Job
Show each line of the material below that contains the string "lawn". Case counts.
## START Working data
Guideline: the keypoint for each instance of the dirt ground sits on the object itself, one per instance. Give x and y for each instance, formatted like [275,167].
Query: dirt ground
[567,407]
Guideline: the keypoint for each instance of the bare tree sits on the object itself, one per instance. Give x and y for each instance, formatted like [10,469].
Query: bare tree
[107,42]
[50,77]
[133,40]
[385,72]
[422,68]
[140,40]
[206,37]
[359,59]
## END Working data
## START Working data
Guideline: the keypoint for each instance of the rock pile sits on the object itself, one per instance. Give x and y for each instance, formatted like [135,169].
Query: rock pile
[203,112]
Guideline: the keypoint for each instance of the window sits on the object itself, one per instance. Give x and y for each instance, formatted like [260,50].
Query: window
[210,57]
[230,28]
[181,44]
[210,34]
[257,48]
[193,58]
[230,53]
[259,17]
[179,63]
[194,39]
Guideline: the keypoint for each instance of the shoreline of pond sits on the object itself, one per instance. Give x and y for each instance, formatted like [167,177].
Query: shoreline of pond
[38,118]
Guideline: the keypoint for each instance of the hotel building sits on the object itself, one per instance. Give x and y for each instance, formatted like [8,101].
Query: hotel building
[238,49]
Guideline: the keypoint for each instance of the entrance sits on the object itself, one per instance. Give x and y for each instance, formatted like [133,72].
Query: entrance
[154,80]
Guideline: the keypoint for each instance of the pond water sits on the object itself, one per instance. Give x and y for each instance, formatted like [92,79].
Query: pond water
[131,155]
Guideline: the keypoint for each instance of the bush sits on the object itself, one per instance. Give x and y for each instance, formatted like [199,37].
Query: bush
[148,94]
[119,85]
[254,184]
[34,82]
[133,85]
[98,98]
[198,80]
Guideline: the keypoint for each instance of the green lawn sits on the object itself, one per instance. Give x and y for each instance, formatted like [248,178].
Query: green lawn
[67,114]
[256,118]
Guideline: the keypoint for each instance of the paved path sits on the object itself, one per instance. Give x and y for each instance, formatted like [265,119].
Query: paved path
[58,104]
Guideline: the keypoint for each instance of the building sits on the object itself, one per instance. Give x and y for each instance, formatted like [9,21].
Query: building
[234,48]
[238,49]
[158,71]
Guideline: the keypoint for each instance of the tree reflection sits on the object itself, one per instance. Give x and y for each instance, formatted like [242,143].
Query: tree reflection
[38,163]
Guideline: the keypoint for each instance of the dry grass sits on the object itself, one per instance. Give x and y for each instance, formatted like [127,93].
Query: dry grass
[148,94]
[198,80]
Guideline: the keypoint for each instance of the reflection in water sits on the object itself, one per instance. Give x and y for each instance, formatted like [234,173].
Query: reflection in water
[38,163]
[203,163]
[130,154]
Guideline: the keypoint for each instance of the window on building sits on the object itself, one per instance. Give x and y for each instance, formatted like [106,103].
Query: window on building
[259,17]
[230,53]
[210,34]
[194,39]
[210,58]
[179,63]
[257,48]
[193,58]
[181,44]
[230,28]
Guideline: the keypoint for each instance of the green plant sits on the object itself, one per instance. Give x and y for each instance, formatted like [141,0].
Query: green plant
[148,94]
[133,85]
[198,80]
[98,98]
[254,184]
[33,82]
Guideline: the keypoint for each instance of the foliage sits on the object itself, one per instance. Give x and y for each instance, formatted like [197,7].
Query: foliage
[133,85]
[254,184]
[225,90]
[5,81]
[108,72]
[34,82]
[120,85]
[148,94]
## END Working data
The completed task
Guideline: the keypoint for each instance of the green lawn sits on the object itself, one per instance. Give x and y for each instance, formatted like [248,178].
Query: green lawn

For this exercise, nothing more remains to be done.